■ **Your objective**
Transcribe the listing verbatim. Do not carry over any pictures.

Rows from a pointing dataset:
* BEGIN *
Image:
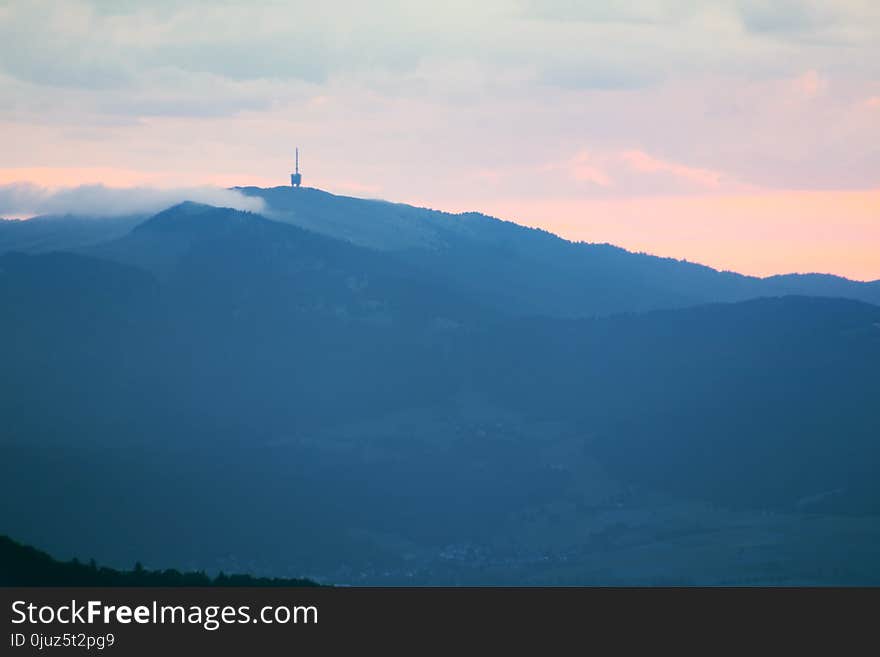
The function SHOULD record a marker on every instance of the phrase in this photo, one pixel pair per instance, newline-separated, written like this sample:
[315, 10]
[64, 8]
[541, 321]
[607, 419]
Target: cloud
[28, 199]
[642, 162]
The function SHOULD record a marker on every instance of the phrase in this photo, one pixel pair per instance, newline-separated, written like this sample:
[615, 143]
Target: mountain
[496, 264]
[62, 232]
[219, 390]
[525, 271]
[22, 565]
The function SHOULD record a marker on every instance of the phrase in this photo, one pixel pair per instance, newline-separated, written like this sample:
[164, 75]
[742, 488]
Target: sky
[737, 133]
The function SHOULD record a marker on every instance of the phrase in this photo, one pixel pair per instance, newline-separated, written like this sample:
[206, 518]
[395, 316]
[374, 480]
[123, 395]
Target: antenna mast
[296, 178]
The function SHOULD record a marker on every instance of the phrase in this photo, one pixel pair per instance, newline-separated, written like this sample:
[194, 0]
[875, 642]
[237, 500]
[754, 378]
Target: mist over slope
[237, 392]
[515, 270]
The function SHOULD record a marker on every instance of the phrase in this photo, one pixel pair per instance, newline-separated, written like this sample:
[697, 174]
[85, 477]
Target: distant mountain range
[516, 270]
[350, 384]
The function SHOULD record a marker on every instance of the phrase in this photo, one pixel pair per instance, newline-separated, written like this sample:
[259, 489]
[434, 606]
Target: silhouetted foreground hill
[22, 565]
* END *
■ **Output**
Image:
The function SHOULD record a marker on every instance of the phrase in this photo, one pixel pair per instance, newline-separated, written like this sample:
[315, 10]
[64, 8]
[541, 321]
[607, 419]
Target: cloud
[28, 199]
[642, 162]
The function SHOULD record a marker on every instance of the phrase in this photo, one pixel pair per instance, newline-separated, written like this sample:
[615, 143]
Target: mountain
[496, 264]
[62, 232]
[219, 390]
[525, 271]
[22, 565]
The function SHOULD record a marker on every instance of the phrase in this photo, one pixel pair per instance, newline-separated, written like this sample:
[164, 75]
[742, 488]
Target: sky
[737, 133]
The function SHOULD record a marker on every instance of the phrase in this photo, one pixel pair per instance, newline-separated, written like this sample:
[206, 518]
[395, 316]
[374, 480]
[123, 395]
Target: antenna mast
[296, 178]
The function SHOULD record a marker on every instance of the phrase in this photo, one pixel pair per instance, newline-separated, written like this sample:
[194, 0]
[875, 642]
[237, 500]
[754, 378]
Target: mist over slope
[237, 392]
[515, 270]
The function SHOULD record a marker on every instance of the phrase in this photo, one pixel pair per instance, newline-separated, written like this sample:
[697, 174]
[85, 477]
Target: distant mountain range
[516, 270]
[350, 384]
The function SHOULD record a marker on every instance of the phrase in this photo, one pixel pair per instance, newline-separated, written like this sample:
[259, 489]
[434, 606]
Target: silhouetted foreground hill
[22, 565]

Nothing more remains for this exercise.